Records provided →
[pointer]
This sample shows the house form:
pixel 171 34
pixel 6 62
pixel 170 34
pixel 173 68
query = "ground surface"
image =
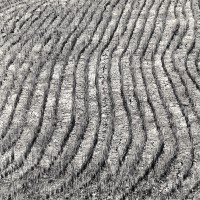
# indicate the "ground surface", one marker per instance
pixel 99 99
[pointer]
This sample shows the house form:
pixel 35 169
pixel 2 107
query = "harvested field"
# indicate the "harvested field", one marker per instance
pixel 99 99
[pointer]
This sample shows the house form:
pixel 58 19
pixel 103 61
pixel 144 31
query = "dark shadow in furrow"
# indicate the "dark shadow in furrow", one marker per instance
pixel 190 100
pixel 169 115
pixel 10 33
pixel 86 118
pixel 55 56
pixel 44 101
pixel 20 91
pixel 102 162
pixel 161 145
pixel 167 172
pixel 72 123
pixel 103 48
pixel 41 35
pixel 86 104
pixel 28 104
pixel 125 104
pixel 195 188
pixel 147 171
pixel 75 38
pixel 85 127
pixel 5 7
pixel 141 113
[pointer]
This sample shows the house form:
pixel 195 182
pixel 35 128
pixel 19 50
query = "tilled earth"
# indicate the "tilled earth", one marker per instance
pixel 99 99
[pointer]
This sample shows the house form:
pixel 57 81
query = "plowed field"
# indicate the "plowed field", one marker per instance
pixel 99 99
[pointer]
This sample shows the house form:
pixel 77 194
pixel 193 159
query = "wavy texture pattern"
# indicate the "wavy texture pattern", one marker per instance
pixel 99 99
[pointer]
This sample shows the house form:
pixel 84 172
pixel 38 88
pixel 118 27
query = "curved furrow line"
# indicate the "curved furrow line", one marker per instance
pixel 43 102
pixel 161 145
pixel 183 146
pixel 26 91
pixel 131 31
pixel 164 117
pixel 8 120
pixel 55 56
pixel 77 165
pixel 131 110
pixel 122 136
pixel 99 165
pixel 61 133
pixel 20 58
pixel 191 178
pixel 26 48
pixel 42 138
pixel 113 30
pixel 86 116
pixel 121 23
pixel 81 98
pixel 6 7
pixel 79 58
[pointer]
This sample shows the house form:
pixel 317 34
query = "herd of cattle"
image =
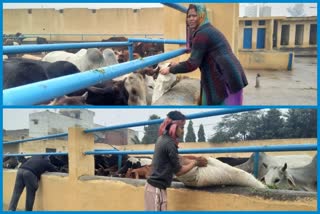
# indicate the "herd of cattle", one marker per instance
pixel 294 172
pixel 143 87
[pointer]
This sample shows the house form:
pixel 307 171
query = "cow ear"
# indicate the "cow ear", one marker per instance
pixel 85 95
pixel 291 181
pixel 284 167
pixel 52 103
pixel 265 165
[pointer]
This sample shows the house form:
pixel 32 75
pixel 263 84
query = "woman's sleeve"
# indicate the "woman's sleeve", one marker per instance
pixel 174 159
pixel 198 51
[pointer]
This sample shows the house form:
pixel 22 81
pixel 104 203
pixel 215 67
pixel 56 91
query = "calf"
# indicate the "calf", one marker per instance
pixel 17 71
pixel 139 173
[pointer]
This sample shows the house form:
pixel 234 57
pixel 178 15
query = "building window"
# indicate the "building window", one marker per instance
pixel 77 115
pixel 247 23
pixel 298 40
pixel 51 150
pixel 285 31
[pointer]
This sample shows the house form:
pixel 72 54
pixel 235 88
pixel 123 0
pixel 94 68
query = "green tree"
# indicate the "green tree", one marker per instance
pixel 136 140
pixel 190 136
pixel 201 134
pixel 301 123
pixel 151 131
pixel 236 127
pixel 272 125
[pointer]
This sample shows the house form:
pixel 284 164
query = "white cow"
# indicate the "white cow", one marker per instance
pixel 218 173
pixel 294 160
pixel 84 59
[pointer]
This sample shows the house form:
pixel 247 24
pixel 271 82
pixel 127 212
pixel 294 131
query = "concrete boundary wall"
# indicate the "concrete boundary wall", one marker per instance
pixel 81 191
pixel 58 191
pixel 266 60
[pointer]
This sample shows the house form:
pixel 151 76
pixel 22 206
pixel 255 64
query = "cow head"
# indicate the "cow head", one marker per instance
pixel 278 177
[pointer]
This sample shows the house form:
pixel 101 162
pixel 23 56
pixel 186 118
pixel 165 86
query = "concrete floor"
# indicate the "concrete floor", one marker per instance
pixel 296 87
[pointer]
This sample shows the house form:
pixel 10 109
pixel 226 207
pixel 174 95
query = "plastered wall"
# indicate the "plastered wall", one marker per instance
pixel 57 193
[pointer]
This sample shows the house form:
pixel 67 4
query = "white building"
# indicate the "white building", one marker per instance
pixel 251 11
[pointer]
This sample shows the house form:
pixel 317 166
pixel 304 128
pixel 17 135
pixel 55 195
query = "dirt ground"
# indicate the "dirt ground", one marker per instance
pixel 296 87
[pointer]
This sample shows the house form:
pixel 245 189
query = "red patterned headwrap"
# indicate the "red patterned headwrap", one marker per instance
pixel 173 127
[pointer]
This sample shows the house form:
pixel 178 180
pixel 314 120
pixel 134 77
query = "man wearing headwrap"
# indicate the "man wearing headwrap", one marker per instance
pixel 222 76
pixel 28 176
pixel 165 162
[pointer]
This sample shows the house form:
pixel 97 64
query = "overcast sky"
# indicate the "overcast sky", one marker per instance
pixel 278 9
pixel 19 118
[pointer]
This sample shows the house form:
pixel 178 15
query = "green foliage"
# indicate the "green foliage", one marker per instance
pixel 190 136
pixel 201 134
pixel 151 131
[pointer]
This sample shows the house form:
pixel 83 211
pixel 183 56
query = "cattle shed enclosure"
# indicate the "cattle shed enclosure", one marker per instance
pixel 62 192
pixel 81 190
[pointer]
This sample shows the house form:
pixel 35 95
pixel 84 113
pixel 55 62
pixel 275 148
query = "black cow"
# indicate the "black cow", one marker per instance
pixel 18 71
pixel 41 40
pixel 232 161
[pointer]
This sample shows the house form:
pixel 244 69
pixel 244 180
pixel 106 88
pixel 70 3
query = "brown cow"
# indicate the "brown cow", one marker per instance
pixel 143 172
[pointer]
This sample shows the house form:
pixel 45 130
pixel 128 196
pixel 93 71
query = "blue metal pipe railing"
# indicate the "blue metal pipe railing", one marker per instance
pixel 53 47
pixel 82 35
pixel 143 123
pixel 177 7
pixel 46 90
pixel 35 154
pixel 36 138
pixel 269 148
pixel 255 149
pixel 162 41
pixel 157 121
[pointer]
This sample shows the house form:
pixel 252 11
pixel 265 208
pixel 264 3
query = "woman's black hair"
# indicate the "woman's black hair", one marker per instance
pixel 175 115
pixel 191 6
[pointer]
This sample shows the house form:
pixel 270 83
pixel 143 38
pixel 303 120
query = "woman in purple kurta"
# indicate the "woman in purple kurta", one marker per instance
pixel 222 76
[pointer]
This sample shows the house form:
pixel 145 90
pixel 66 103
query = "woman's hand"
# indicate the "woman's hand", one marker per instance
pixel 202 161
pixel 165 71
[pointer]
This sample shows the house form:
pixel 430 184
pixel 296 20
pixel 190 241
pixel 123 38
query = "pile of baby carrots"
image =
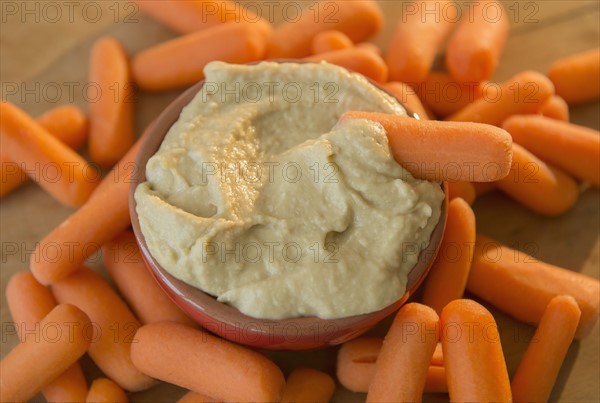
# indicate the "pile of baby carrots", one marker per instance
pixel 539 159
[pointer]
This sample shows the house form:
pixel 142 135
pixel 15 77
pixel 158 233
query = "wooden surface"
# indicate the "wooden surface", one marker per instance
pixel 41 57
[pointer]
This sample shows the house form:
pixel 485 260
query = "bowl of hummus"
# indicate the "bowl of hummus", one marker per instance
pixel 270 223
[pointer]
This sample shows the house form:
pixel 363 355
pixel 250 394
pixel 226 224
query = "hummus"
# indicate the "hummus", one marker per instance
pixel 258 197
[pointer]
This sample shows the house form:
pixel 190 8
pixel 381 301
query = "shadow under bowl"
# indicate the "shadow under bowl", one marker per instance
pixel 302 333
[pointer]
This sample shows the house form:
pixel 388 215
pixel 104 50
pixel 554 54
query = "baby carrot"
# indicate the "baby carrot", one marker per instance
pixel 555 108
pixel 114 326
pixel 67 123
pixel 307 385
pixel 180 62
pixel 438 356
pixel 408 97
pixel 464 190
pixel 475 367
pixel 111 112
pixel 445 96
pixel 448 276
pixel 445 150
pixel 328 41
pixel 193 397
pixel 103 390
pixel 577 77
pixel 537 186
pixel 482 188
pixel 125 264
pixel 357 19
pixel 415 43
pixel 187 16
pixel 522 286
pixel 356 366
pixel 405 355
pixel 541 363
pixel 206 364
pixel 370 46
pixel 29 302
pixel 475 47
pixel 362 61
pixel 53 165
pixel 82 233
pixel 573 148
pixel 58 342
pixel 356 362
pixel 523 93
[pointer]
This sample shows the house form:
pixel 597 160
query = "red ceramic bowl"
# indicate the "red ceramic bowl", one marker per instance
pixel 226 321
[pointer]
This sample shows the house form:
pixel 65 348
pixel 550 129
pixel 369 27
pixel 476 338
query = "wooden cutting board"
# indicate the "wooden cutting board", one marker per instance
pixel 44 62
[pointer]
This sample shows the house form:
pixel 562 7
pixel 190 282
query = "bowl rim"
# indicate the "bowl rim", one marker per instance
pixel 228 319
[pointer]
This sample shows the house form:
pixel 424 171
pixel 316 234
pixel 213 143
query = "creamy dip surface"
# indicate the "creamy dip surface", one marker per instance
pixel 258 197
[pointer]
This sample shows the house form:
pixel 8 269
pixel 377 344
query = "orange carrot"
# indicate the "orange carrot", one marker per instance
pixel 180 62
pixel 577 77
pixel 555 108
pixel 103 390
pixel 445 150
pixel 327 41
pixel 475 47
pixel 444 96
pixel 111 112
pixel 438 356
pixel 359 60
pixel 448 275
pixel 29 302
pixel 114 326
pixel 482 188
pixel 408 97
pixel 356 362
pixel 205 364
pixel 81 234
pixel 356 366
pixel 539 187
pixel 67 123
pixel 406 354
pixel 58 342
pixel 53 165
pixel 370 46
pixel 464 190
pixel 523 93
pixel 357 19
pixel 416 41
pixel 522 286
pixel 475 367
pixel 187 16
pixel 573 148
pixel 307 385
pixel 125 264
pixel 541 363
pixel 193 397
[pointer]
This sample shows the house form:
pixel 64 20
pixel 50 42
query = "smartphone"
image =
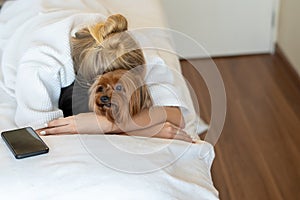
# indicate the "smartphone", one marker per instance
pixel 24 142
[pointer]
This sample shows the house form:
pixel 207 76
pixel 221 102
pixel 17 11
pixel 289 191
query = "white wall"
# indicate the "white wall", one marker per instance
pixel 223 27
pixel 288 37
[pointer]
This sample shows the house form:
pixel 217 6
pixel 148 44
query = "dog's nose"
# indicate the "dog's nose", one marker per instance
pixel 104 99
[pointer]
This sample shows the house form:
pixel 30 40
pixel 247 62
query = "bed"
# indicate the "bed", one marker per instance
pixel 109 166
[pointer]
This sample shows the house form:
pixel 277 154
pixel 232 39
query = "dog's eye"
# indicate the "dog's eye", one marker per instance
pixel 100 89
pixel 119 87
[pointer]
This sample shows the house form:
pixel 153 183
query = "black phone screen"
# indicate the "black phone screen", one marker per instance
pixel 24 142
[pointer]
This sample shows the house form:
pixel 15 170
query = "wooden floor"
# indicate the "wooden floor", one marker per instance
pixel 258 152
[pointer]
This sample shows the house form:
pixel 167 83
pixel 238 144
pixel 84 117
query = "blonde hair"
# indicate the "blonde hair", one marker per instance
pixel 105 47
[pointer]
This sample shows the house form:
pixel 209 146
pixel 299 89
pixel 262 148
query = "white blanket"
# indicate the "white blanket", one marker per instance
pixel 74 168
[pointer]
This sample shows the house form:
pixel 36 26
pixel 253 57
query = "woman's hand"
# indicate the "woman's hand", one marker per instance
pixel 84 123
pixel 165 130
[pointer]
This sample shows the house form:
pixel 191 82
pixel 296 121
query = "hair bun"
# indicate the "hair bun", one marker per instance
pixel 114 24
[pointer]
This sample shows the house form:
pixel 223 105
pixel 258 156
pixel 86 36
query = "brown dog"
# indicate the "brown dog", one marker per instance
pixel 119 95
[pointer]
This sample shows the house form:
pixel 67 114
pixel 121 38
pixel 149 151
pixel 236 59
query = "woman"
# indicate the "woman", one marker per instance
pixel 35 73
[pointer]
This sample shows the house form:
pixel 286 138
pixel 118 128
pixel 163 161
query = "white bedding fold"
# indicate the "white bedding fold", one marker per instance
pixel 73 170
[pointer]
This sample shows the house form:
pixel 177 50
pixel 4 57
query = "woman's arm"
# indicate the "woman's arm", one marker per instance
pixel 91 123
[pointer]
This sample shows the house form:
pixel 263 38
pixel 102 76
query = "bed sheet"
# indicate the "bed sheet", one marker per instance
pixel 74 169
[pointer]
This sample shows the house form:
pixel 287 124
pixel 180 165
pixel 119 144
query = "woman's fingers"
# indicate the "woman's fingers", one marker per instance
pixel 61 122
pixel 60 126
pixel 171 131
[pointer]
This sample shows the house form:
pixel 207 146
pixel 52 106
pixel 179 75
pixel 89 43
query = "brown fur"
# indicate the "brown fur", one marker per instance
pixel 127 93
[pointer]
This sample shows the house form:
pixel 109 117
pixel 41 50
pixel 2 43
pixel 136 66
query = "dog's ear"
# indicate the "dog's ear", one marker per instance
pixel 92 94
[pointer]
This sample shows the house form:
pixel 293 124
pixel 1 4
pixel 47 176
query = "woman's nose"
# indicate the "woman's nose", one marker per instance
pixel 104 99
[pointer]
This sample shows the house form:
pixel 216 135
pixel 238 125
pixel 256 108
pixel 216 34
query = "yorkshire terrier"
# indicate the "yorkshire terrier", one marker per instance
pixel 119 95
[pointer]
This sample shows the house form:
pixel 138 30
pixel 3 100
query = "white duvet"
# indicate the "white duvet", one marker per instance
pixel 108 166
pixel 98 167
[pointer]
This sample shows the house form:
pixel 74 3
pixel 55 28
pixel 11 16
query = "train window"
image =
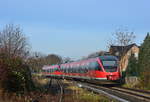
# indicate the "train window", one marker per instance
pixel 94 66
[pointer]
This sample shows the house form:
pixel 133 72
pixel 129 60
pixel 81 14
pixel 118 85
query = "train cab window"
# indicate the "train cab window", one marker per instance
pixel 94 66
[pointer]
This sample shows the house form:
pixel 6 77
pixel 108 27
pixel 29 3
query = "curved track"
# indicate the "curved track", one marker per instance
pixel 119 93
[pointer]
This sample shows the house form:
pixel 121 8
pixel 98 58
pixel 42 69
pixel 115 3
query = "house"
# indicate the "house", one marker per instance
pixel 124 53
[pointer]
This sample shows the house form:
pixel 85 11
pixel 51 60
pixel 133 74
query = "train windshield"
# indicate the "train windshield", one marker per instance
pixel 110 66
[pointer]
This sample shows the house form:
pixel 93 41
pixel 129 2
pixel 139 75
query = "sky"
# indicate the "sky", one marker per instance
pixel 75 28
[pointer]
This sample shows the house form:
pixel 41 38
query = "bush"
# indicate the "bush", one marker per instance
pixel 15 75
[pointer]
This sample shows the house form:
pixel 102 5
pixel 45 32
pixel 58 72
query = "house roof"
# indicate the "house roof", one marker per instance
pixel 121 49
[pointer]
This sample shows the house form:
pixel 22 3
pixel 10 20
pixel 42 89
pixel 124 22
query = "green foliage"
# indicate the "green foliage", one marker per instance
pixel 144 62
pixel 15 75
pixel 132 69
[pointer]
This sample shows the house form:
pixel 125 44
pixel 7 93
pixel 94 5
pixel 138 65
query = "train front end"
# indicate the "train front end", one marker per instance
pixel 110 69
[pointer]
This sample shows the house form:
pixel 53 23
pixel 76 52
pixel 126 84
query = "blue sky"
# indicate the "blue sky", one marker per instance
pixel 75 28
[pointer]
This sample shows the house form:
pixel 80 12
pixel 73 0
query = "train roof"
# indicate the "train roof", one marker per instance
pixel 108 58
pixel 50 66
pixel 92 59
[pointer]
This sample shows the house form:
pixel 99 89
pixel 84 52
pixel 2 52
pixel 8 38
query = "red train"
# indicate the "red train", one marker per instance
pixel 99 69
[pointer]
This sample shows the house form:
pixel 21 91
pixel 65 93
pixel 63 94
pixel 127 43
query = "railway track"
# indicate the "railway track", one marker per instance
pixel 119 93
pixel 61 90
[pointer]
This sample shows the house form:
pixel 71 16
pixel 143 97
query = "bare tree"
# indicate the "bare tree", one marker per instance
pixel 121 37
pixel 13 42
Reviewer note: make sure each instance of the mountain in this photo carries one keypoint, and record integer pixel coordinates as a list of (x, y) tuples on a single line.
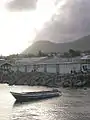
[(47, 46), (71, 21)]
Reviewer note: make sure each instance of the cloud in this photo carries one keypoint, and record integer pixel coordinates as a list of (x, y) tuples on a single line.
[(71, 22), (17, 5)]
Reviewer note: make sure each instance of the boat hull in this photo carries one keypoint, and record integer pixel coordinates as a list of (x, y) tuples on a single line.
[(24, 97)]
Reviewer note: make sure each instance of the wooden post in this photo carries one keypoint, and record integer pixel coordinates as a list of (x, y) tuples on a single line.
[(57, 68), (45, 67)]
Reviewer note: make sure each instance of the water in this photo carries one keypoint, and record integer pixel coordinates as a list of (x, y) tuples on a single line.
[(72, 105)]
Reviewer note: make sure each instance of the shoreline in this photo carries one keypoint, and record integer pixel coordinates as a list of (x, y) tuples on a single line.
[(47, 79)]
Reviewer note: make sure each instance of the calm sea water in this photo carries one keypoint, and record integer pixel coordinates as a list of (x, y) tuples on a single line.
[(72, 105)]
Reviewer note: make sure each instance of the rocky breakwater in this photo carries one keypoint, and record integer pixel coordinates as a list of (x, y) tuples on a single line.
[(46, 79)]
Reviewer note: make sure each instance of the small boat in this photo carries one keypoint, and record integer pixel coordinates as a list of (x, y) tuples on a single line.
[(27, 96)]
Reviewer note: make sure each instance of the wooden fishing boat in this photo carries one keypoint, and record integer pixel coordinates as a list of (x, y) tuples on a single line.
[(27, 96)]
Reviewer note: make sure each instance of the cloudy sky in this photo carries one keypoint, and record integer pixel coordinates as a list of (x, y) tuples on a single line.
[(24, 21)]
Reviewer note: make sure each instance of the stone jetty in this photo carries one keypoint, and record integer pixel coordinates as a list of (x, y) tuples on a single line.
[(46, 79)]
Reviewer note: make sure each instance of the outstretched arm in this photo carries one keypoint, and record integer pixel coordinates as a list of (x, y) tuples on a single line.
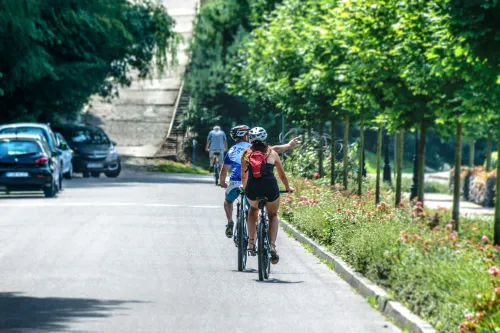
[(282, 148), (281, 173)]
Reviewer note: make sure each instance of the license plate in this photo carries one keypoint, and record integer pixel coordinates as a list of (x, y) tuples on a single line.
[(95, 165), (17, 175)]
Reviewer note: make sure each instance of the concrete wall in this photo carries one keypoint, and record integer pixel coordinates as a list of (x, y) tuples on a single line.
[(139, 119)]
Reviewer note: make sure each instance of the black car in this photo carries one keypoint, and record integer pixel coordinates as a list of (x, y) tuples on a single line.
[(28, 164), (93, 152)]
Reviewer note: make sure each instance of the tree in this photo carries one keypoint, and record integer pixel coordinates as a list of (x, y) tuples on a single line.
[(57, 54)]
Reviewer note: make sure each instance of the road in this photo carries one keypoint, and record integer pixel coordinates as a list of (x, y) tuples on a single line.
[(147, 253)]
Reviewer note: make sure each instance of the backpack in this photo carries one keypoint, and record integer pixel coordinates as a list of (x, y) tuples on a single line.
[(257, 160)]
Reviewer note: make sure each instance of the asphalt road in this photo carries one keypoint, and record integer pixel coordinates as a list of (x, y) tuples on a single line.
[(147, 253)]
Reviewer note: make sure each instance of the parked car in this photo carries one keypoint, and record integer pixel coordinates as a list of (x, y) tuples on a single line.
[(38, 129), (93, 152), (27, 163), (67, 156)]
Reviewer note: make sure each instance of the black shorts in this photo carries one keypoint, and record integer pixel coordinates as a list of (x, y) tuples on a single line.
[(266, 187)]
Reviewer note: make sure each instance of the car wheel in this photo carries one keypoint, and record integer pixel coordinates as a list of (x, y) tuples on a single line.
[(114, 173), (50, 192), (69, 174)]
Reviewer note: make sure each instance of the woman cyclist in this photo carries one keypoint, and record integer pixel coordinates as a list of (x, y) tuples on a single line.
[(263, 184)]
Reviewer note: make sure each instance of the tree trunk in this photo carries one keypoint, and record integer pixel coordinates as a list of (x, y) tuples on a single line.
[(421, 161), (320, 151), (345, 149), (472, 153), (379, 160), (456, 179), (332, 152), (360, 151), (399, 167), (497, 200), (489, 149)]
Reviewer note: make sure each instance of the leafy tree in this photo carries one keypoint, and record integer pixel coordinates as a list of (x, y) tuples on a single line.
[(56, 54)]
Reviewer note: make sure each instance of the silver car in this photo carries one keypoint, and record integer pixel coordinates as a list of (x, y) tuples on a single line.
[(67, 156)]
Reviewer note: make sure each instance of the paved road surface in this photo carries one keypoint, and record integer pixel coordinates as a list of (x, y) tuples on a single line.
[(147, 253)]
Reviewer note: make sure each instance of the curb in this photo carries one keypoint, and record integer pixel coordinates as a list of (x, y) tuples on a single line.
[(403, 317)]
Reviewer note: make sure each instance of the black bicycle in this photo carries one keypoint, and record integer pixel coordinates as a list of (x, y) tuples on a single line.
[(241, 231), (263, 244)]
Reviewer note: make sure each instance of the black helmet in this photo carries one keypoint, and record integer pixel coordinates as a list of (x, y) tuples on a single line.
[(239, 132)]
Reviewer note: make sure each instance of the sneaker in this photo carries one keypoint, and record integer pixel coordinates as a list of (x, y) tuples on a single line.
[(229, 229)]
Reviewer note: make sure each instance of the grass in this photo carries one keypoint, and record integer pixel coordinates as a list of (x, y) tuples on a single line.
[(176, 167), (440, 275), (371, 164)]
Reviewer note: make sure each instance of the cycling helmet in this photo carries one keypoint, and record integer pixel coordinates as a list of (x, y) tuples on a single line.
[(257, 134), (239, 132)]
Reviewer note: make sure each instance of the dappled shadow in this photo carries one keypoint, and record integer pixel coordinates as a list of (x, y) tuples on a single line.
[(278, 281), (51, 314)]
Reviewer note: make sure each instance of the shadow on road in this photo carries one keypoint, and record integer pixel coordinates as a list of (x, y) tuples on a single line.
[(278, 281), (51, 314)]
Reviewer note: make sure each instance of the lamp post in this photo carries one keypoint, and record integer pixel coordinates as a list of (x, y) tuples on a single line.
[(414, 186), (387, 165)]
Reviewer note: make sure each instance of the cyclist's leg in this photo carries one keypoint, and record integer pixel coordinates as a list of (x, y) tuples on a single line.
[(253, 216), (231, 195), (272, 213)]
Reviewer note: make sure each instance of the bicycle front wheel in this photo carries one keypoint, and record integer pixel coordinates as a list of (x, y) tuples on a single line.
[(242, 242)]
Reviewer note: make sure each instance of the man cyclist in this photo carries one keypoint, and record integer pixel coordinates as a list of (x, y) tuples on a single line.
[(216, 144), (233, 160)]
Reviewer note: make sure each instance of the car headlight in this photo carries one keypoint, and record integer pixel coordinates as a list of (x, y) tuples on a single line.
[(112, 155)]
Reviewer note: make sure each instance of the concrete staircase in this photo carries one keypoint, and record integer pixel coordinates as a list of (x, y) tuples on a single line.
[(145, 113)]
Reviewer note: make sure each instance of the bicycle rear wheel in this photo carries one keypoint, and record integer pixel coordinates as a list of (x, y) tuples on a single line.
[(242, 242), (262, 252)]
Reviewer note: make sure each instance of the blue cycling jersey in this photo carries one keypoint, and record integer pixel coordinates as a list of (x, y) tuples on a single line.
[(233, 159)]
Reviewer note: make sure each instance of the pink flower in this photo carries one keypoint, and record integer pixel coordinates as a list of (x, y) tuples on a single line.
[(493, 271)]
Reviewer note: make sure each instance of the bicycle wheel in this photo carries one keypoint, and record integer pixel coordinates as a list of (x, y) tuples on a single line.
[(261, 253), (242, 242)]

Task requirements → Rewrite the stretch from the line containing "Reviewer note: make sure each instance of the car wheel" through the line containing "[(263, 184)]", changing "woman cyclist" to "female cyclist" and leaving everything else as it is.

Response →
Reviewer note: make sure each instance of the car wheel in this photo carries one keypoint, and record integer pixel coordinates as a list of (x, y) tuples on a single line.
[(114, 173), (50, 192), (69, 174)]
Reviewer note: make sure each instance of the female cyclist in this photo carries one keypoint, and record integer pixel coordinates as a list of (x, y) tuples on a single line.
[(263, 184)]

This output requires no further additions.